* Aim of the exercise *
Reproduce, word for word, the lines that begin at the one containing "hair for player-tracking calibration." and end after the one containing "[174,59,289,176]".

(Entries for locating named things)
= = =
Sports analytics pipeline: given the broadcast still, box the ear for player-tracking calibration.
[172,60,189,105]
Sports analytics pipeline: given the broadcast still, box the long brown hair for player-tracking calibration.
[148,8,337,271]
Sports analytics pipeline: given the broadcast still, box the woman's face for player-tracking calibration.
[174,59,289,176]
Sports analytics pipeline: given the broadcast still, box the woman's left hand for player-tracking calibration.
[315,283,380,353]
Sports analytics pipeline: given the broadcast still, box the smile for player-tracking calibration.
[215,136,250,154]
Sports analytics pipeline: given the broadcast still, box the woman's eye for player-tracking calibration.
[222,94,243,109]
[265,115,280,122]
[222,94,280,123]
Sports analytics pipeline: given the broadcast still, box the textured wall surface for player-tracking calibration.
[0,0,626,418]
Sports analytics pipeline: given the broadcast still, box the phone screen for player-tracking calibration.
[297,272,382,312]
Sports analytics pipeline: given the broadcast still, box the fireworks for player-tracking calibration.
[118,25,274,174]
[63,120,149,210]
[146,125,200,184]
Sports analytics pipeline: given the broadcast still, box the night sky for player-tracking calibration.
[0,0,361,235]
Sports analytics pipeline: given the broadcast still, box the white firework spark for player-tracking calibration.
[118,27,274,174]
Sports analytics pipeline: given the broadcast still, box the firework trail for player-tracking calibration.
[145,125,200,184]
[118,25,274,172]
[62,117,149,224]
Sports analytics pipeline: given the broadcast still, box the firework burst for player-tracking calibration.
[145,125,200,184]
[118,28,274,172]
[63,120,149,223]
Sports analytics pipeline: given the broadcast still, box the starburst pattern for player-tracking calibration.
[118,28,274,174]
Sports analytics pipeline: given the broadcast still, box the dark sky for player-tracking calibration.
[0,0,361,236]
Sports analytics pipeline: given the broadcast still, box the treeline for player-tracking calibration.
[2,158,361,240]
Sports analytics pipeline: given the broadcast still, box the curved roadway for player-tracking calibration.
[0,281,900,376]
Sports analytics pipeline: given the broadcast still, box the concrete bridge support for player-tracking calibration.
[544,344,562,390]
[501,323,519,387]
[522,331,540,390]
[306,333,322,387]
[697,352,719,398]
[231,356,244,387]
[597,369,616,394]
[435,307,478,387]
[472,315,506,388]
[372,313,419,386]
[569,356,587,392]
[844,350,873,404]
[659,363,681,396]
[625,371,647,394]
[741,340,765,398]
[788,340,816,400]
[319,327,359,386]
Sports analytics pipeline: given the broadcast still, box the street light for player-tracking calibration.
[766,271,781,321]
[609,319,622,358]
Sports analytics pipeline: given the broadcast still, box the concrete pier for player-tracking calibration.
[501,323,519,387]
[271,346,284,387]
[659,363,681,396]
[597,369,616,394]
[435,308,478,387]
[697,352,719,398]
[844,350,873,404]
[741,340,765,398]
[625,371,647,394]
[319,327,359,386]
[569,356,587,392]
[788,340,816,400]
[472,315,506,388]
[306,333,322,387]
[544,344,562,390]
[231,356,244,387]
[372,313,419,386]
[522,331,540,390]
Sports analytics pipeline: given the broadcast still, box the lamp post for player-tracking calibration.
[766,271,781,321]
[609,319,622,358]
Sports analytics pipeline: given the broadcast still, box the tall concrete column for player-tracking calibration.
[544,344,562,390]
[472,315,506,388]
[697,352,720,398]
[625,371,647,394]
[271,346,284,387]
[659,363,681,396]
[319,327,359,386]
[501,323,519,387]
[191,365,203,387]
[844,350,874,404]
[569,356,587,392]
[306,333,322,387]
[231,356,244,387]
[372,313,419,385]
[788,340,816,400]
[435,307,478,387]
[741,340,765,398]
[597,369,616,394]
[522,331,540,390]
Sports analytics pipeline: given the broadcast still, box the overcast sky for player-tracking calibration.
= = =
* Written solution *
Sports analytics pipeline: given the broadcast still, box the long brown hair for player-tracking calibration.
[148,8,337,271]
Sports analytics pipeline: given the broadcast still, box the woman's face for player-tracking calibration.
[174,59,289,176]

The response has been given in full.